What you are asked to do:
Every entry should be given again exactly, with nothing dropped.

---------- Input records

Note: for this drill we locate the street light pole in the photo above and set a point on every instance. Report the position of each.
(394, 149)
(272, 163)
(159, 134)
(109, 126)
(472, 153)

--------------------

Completed exercise:
Note: for this drill we locate the street light pole in the photo above and set a point on every instance. Report the position of each.
(394, 149)
(272, 163)
(159, 134)
(109, 126)
(472, 153)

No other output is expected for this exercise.